◆ Problem statement
Tallying the lines of the records below, how many contain the string "chair"? Reply with the number alone.

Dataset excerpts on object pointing
§

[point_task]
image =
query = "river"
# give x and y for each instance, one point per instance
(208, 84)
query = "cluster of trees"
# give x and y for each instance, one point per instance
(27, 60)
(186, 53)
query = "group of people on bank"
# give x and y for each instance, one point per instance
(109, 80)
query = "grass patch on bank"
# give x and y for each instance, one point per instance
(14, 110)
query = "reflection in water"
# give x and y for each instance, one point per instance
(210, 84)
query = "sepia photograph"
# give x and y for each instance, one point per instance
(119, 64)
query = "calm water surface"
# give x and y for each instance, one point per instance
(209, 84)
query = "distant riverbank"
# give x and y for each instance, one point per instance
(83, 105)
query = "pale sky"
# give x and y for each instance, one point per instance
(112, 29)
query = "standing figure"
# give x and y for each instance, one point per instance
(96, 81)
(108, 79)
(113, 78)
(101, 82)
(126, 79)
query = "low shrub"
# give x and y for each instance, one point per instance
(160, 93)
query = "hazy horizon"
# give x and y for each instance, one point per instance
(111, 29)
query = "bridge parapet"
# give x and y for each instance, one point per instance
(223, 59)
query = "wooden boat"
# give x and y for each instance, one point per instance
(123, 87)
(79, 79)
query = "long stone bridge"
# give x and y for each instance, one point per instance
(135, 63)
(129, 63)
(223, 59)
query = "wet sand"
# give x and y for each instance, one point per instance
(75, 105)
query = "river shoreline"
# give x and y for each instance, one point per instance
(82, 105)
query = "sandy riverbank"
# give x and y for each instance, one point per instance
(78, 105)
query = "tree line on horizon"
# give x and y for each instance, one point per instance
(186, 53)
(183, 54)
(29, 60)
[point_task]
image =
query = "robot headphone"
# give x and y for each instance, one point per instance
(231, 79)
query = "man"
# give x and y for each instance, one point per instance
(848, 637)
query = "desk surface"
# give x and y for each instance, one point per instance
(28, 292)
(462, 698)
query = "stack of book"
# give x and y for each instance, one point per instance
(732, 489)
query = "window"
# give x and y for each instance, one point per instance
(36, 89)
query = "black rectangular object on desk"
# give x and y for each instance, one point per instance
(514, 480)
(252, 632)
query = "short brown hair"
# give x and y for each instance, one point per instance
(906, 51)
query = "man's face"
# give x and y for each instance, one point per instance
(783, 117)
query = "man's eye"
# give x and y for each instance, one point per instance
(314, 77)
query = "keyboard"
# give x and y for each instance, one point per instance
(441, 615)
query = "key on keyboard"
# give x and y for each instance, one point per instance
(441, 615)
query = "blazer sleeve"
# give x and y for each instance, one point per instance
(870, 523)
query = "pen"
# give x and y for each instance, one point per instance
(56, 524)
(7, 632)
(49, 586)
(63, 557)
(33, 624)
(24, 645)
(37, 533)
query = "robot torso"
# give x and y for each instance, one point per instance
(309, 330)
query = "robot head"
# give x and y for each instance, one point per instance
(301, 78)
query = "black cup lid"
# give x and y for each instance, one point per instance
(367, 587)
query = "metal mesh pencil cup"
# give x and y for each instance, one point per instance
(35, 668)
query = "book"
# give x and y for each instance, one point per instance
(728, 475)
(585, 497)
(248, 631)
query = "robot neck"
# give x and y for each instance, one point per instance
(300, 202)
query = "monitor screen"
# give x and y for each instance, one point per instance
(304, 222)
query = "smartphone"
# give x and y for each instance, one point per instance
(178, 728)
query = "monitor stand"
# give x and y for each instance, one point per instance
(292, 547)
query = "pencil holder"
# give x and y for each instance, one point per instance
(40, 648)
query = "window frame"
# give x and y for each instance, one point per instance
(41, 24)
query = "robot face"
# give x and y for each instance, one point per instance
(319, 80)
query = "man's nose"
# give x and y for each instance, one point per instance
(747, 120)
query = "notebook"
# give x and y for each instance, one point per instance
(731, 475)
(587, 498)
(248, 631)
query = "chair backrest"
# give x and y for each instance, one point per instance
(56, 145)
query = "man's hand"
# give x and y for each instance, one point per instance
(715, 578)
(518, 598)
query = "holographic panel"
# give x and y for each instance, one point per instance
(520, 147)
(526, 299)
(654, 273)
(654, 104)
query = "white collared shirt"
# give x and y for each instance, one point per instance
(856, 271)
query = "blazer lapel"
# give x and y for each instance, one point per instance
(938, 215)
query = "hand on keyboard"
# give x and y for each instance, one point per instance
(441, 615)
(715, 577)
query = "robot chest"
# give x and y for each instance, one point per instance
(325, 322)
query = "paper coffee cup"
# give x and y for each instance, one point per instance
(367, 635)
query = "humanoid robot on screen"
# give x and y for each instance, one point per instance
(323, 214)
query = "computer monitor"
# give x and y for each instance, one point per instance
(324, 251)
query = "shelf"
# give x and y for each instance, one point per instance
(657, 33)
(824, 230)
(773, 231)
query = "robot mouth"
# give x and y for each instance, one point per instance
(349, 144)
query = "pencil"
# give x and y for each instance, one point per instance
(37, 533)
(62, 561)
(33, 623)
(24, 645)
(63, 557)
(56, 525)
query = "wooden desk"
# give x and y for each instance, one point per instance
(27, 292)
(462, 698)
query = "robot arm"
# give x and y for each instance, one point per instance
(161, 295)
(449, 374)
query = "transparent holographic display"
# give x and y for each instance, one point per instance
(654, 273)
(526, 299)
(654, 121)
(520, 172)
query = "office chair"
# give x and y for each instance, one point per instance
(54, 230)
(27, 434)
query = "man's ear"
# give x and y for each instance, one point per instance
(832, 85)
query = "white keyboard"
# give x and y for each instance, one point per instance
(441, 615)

§

◆ Exercise solution
2